- [Instructions to follow] Give every line of the entries below as a JSON list of strings, one per line, from the start down to the line containing "[0,67,598,300]", inclusive. Leave out blank lines.

# Start of Record excerpts

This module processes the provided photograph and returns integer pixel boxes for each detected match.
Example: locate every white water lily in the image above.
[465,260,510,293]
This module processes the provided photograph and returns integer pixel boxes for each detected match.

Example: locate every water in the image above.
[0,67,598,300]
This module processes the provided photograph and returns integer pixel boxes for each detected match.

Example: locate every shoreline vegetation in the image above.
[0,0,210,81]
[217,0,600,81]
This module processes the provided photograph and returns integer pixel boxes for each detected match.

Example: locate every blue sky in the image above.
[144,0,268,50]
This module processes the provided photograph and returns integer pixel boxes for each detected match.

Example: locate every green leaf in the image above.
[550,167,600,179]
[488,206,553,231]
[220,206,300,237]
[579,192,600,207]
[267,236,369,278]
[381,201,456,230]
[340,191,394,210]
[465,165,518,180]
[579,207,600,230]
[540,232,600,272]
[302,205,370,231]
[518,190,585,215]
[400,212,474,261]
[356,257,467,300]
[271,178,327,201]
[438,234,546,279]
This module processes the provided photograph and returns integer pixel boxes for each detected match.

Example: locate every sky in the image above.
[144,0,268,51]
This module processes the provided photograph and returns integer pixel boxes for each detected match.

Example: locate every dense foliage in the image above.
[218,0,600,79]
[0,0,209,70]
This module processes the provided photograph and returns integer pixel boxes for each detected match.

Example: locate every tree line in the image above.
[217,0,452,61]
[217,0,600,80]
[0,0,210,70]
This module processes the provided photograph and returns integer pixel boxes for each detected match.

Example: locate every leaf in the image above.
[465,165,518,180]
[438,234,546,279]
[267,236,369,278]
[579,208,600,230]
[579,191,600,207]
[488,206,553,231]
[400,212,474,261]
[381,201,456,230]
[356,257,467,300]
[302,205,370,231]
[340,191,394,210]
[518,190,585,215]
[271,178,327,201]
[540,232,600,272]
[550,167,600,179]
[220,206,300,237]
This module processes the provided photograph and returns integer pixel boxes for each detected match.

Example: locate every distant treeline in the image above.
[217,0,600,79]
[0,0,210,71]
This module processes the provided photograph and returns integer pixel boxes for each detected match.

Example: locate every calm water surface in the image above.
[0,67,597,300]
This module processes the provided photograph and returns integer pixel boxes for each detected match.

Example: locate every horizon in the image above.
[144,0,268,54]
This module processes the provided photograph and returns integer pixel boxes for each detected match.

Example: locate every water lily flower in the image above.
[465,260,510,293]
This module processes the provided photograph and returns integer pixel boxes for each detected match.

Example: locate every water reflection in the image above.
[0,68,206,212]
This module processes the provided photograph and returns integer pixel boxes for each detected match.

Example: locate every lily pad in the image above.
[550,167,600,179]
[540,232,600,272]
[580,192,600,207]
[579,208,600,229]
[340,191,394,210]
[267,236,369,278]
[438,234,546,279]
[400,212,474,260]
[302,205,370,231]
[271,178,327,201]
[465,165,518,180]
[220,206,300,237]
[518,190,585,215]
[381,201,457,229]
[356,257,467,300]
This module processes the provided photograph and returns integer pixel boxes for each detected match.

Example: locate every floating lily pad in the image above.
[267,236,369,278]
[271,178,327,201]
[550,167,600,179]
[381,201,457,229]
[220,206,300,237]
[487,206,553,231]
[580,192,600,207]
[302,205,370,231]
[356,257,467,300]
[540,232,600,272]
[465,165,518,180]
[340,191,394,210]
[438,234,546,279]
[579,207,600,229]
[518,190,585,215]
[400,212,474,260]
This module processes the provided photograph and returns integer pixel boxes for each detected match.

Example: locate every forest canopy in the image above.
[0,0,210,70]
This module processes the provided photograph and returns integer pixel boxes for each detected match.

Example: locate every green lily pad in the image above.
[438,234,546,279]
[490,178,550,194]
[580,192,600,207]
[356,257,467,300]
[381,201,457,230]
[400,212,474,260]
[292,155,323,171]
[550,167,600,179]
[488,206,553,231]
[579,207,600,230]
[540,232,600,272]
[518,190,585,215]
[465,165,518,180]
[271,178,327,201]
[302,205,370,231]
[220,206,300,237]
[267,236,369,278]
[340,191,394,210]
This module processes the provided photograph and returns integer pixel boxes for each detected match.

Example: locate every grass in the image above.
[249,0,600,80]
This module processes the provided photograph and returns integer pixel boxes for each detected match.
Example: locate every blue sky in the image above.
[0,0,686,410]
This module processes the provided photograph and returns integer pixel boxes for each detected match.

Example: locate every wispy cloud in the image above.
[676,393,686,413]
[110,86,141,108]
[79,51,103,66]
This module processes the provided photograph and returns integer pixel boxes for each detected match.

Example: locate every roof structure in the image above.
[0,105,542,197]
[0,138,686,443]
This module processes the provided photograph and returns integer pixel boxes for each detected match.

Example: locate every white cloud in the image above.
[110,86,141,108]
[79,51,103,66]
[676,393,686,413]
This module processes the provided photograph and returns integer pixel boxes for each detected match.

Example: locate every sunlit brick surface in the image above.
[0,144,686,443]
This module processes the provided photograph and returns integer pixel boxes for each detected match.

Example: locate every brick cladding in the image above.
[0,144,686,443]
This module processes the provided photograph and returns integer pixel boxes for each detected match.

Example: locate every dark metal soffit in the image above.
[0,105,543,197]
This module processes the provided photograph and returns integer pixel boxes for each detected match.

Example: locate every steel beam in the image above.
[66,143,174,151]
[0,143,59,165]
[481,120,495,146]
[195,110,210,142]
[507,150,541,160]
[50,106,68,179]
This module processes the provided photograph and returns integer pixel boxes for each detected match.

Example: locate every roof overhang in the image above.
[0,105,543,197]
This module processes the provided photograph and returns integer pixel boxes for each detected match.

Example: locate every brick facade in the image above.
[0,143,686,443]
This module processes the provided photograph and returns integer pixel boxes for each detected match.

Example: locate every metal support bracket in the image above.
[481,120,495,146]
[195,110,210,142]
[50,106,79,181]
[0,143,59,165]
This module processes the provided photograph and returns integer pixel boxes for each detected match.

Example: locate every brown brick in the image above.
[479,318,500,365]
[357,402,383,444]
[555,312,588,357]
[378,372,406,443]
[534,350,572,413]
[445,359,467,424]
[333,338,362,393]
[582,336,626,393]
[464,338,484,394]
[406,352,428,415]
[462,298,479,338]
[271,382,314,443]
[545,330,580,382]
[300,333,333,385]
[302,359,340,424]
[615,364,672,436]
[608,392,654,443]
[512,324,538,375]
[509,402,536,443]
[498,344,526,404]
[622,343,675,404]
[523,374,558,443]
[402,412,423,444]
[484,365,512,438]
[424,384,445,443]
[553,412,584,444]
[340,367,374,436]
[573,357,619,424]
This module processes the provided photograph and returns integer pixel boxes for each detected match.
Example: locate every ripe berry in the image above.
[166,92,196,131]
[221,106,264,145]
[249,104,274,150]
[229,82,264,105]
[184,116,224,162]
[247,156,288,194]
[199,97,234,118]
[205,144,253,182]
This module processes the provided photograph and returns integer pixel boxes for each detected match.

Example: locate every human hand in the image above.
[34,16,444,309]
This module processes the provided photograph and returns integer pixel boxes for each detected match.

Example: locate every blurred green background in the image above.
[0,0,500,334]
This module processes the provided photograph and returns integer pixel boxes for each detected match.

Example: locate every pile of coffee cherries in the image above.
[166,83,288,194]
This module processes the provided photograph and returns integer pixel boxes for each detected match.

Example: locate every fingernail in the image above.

# End of Record excerpts

- [Answer to this task]
[
  "This module processes the provided photograph and returns integer pixel boxes for each detected match.",
  "Example: locate every white water lily in the image above.",
  "[465,260,510,293]",
  "This module processes the provided photograph and returns integer pixel boxes for each detected match.",
  "Example: locate every water in the image above.",
  "[0,67,598,300]"
]